Write out the entries again exactly as they are given.

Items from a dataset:
-- begin --

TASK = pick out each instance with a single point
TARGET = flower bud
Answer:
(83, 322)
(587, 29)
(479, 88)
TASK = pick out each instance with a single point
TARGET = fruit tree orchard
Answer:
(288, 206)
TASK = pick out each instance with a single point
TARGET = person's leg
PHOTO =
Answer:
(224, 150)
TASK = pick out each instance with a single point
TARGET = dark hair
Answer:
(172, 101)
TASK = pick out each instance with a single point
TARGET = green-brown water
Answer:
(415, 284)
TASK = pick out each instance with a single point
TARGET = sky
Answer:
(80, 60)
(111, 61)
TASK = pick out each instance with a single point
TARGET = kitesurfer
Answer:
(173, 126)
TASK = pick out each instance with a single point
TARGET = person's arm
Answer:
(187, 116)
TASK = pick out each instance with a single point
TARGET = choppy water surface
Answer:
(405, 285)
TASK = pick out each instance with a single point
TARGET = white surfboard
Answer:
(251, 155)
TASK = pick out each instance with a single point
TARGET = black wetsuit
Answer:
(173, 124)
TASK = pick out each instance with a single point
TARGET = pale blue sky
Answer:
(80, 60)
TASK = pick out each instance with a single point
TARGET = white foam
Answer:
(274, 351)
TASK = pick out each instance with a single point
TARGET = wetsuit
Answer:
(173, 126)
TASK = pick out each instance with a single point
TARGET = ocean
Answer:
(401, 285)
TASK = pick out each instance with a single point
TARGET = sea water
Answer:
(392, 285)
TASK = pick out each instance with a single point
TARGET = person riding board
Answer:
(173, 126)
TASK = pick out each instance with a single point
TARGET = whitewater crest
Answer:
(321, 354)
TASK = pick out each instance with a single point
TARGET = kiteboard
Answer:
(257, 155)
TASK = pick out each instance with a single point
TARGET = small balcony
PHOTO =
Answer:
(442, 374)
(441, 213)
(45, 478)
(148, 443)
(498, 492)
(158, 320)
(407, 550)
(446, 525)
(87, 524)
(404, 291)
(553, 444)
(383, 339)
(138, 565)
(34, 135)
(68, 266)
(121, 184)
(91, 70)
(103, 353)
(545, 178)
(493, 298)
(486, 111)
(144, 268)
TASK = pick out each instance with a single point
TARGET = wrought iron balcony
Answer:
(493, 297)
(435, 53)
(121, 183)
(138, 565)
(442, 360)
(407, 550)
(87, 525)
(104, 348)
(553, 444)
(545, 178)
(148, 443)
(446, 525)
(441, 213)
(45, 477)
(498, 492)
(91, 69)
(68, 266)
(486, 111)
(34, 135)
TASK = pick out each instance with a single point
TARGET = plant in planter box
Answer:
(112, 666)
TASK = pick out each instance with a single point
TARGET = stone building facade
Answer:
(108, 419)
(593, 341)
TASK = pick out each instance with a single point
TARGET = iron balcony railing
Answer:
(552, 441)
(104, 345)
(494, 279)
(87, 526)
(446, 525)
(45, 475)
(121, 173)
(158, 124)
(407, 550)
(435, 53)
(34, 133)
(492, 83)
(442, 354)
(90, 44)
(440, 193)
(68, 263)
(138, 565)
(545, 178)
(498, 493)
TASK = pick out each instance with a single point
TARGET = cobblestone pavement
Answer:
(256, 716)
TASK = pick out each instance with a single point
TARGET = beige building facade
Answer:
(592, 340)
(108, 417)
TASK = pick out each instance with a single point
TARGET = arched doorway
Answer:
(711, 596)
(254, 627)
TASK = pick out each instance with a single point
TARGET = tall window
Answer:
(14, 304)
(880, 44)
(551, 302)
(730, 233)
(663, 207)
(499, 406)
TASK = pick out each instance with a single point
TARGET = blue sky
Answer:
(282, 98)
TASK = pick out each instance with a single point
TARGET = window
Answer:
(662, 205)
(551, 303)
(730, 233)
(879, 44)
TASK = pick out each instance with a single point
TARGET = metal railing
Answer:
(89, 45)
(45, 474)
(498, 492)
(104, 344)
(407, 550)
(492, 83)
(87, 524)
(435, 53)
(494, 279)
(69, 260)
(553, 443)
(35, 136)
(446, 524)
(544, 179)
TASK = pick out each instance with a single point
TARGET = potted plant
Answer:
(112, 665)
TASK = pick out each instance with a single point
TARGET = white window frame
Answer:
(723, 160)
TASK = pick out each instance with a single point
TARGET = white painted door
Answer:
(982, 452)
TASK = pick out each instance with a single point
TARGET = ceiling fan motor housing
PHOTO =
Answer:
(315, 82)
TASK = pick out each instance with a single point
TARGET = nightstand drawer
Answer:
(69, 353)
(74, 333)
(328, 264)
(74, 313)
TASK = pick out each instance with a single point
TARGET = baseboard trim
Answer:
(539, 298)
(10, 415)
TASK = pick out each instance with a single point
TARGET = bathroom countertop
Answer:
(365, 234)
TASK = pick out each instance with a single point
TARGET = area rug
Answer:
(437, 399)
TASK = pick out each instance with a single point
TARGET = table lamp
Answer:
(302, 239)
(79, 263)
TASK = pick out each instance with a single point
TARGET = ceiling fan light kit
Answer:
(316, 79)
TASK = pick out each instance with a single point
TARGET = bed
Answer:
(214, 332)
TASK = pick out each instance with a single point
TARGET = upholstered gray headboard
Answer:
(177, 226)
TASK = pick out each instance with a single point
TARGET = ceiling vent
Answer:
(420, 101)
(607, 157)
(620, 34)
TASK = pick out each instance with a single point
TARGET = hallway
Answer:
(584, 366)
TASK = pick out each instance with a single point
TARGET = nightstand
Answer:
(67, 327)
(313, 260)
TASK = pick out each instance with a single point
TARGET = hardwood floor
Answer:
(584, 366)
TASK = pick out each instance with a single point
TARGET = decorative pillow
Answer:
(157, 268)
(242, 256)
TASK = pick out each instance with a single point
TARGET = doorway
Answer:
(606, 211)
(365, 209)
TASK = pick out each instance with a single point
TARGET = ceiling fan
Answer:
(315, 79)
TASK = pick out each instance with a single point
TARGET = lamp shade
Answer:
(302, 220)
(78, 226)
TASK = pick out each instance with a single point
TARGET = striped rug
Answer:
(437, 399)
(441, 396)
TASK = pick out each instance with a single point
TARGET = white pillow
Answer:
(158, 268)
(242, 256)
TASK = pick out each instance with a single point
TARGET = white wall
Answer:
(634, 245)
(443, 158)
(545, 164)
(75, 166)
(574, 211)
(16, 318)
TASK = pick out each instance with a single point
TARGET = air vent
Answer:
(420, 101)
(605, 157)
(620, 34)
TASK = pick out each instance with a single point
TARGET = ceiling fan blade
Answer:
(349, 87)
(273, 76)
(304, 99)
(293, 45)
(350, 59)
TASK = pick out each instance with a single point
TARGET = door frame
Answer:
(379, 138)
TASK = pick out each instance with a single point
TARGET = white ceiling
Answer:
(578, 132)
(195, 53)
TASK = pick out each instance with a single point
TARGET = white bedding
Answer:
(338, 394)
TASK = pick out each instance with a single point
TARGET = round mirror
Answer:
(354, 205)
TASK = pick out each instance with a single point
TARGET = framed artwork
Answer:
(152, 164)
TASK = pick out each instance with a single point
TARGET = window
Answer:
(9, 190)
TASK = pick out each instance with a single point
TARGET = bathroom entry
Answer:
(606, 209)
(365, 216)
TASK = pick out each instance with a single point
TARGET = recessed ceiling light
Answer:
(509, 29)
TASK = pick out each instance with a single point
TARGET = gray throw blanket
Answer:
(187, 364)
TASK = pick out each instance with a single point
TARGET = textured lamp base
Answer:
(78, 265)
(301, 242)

-- end --

SOLVED PROBLEM:
TASK = pick out each instance with a single point
TARGET = flower bud
Answer:
(83, 322)
(587, 29)
(479, 88)
TASK = pick out each instance with a single point
TARGET = fruit tree orchard
Answer:
(288, 206)
TASK = pick out each instance with a single point
TARGET = person's leg
PHOTO =
Answer:
(224, 150)
TASK = pick out each instance with a single point
TARGET = dark hair
Answer:
(172, 101)
TASK = pick out each instance with a single point
TARGET = green-brown water
Answer:
(415, 284)
TASK = pick out each instance with a single point
TARGET = sky
Answer:
(80, 60)
(111, 61)
TASK = pick out each instance with a single point
TARGET = kitesurfer
Answer:
(173, 126)
TASK = pick out each instance with a single point
TARGET = person's arm
Answer:
(187, 116)
TASK = pick out each instance with a single point
TARGET = choppy water surface
Answer:
(405, 285)
TASK = pick out each instance with a single point
TARGET = white surfboard
Answer:
(251, 155)
TASK = pick out each instance with a single point
TARGET = black wetsuit
Answer:
(173, 124)
TASK = pick out each instance with a single point
TARGET = pale blue sky
Answer:
(80, 60)
TASK = pick out each instance with a single point
TARGET = white foam
Answer:
(274, 351)
TASK = pick out each instance with a single point
TARGET = wetsuit
Answer:
(173, 126)
TASK = pick out each instance with a single point
TARGET = ocean
Answer:
(401, 285)
TASK = pick out each instance with a single point
TARGET = sea water
Answer:
(392, 285)
TASK = pick out each instance with a single point
TARGET = person riding board
Answer:
(173, 126)
TASK = pick out each instance with a single point
TARGET = whitewater crest
Answer:
(321, 354)
TASK = pick out each instance with a single point
TARGET = kiteboard
Answer:
(257, 155)
TASK = pick out each instance with a single point
TARGET = small balcony
PHOTO =
Answer:
(442, 374)
(441, 213)
(45, 478)
(148, 443)
(498, 492)
(158, 320)
(407, 550)
(446, 525)
(87, 524)
(404, 291)
(553, 444)
(383, 339)
(138, 565)
(34, 135)
(68, 266)
(121, 184)
(91, 70)
(103, 353)
(545, 178)
(493, 298)
(486, 111)
(144, 268)
TASK = pick out each instance with a single point
TARGET = wrought iron balcony
Answer:
(493, 297)
(435, 53)
(121, 183)
(138, 565)
(442, 360)
(407, 550)
(87, 525)
(104, 348)
(553, 444)
(545, 178)
(148, 443)
(446, 525)
(441, 213)
(45, 477)
(498, 492)
(91, 69)
(68, 266)
(486, 111)
(34, 135)
TASK = pick out each instance with a single point
TARGET = plant in planter box
Answer:
(112, 666)
TASK = pick out each instance with a single point
TARGET = stone building facade
Answer:
(108, 419)
(593, 341)
TASK = pick out each instance with a single point
TARGET = iron balcony railing
Answer:
(552, 441)
(104, 345)
(494, 279)
(87, 526)
(446, 525)
(45, 475)
(121, 173)
(158, 124)
(407, 550)
(435, 53)
(34, 133)
(492, 83)
(442, 354)
(90, 44)
(440, 193)
(68, 263)
(138, 565)
(545, 178)
(498, 493)
TASK = pick out each instance with a single point
TARGET = cobblestone pavement
Answer:
(256, 716)
TASK = pick out each instance with a single point
TARGET = beige building facade
Answer:
(592, 340)
(108, 417)
TASK = pick out each instance with a single point
TARGET = arched doorway
Answer:
(711, 596)
(254, 627)
TASK = pick out each instance with a single point
TARGET = tall window
Answer:
(14, 304)
(880, 44)
(551, 302)
(730, 233)
(663, 207)
(499, 406)
TASK = pick out each instance with a single point
TARGET = blue sky
Answer:
(282, 98)
TASK = pick out each instance with a single point
TARGET = window
Answer:
(662, 205)
(551, 303)
(730, 233)
(879, 44)
TASK = pick out each instance with a single point
TARGET = metal railing
Answer:
(89, 45)
(45, 474)
(498, 492)
(104, 344)
(407, 550)
(492, 83)
(87, 524)
(435, 53)
(494, 279)
(69, 260)
(553, 443)
(35, 136)
(446, 524)
(544, 179)
TASK = pick out each instance with a single point
TARGET = potted plant
Answer:
(112, 665)
TASK = pick out each instance with a single point
TARGET = white window frame
Answer:
(723, 160)
TASK = pick out each instance with a single point
TARGET = white painted door
Answer:
(982, 452)
TASK = pick out each instance with a single point
TARGET = ceiling fan motor housing
PHOTO =
Answer:
(315, 82)
TASK = pick out each instance with a single point
TARGET = nightstand drawer
Answer:
(69, 353)
(74, 333)
(328, 264)
(74, 313)
TASK = pick out each instance with a single point
TARGET = baseboard trim
Answer:
(539, 298)
(10, 415)
TASK = pick out each instance with a single point
TARGET = bathroom countertop
Answer:
(365, 234)
TASK = pick out each instance with a single point
TARGET = area rug
Answer:
(437, 399)
TASK = pick out each instance with a single point
TARGET = table lamp
Answer:
(302, 239)
(79, 263)
TASK = pick out each instance with a single point
TARGET = ceiling fan light kit
Answer:
(316, 79)
TASK = pick out each instance with a single point
TARGET = bed
Answer:
(214, 332)
TASK = pick out each instance with a single point
TARGET = upholstered gray headboard
Answer:
(177, 226)
TASK = pick out each instance with a single point
TARGET = ceiling vent
Answer:
(420, 101)
(607, 157)
(620, 34)
TASK = pick out each instance with a single point
TARGET = hallway
Answer:
(584, 366)
TASK = pick out each instance with a single point
TARGET = nightstand
Answer:
(67, 327)
(313, 260)
TASK = pick out each instance with a single point
TARGET = hardwood floor
Answer:
(584, 366)
TASK = pick out each instance with a single point
TARGET = decorative pillow
Answer:
(157, 268)
(242, 256)
TASK = pick out each instance with a single point
TARGET = doorway
Answer:
(606, 211)
(365, 209)
TASK = pick out each instance with a single point
TARGET = ceiling fan
Answer:
(315, 79)
TASK = pick out each instance with a single point
TARGET = lamp shade
Answer:
(302, 220)
(78, 226)
TASK = pick out each instance with a single point
TARGET = striped rug
Answer:
(437, 399)
(441, 396)
TASK = pick out each instance with a single point
TARGET = white pillow
Answer:
(158, 268)
(242, 256)
TASK = pick out each instance with a single point
TARGET = white wall
Answer:
(634, 245)
(443, 158)
(545, 164)
(75, 166)
(574, 211)
(16, 318)
TASK = pick out each instance with a single point
TARGET = air vent
Answer:
(420, 101)
(605, 157)
(620, 34)
TASK = pick out each instance with a single point
TARGET = ceiling fan blade
Answer:
(349, 87)
(273, 76)
(304, 99)
(293, 45)
(350, 59)
TASK = pick out each instance with a single point
TARGET = door frame
Answer:
(379, 138)
TASK = pick out each instance with a single point
TARGET = white ceiling
Answer:
(578, 132)
(195, 53)
TASK = pick out each instance with a single point
TARGET = white bedding
Answer:
(338, 394)
TASK = pick out each instance with a single point
TARGET = round mirror
Answer:
(354, 205)
TASK = pick out each instance with a single point
TARGET = framed artwork
Answer:
(152, 164)
TASK = pick out each instance with a single point
TARGET = window
Answer:
(9, 190)
TASK = pick out each instance with a single point
TARGET = bathroom entry
Answer:
(606, 209)
(365, 216)
TASK = pick out each instance with a single point
TARGET = recessed ceiling light
Answer:
(509, 29)
TASK = pick out each instance with a single point
TARGET = gray throw blanket
Answer:
(187, 364)
TASK = pick out each instance with a single point
TARGET = textured lamp base
Answer:
(78, 265)
(301, 242)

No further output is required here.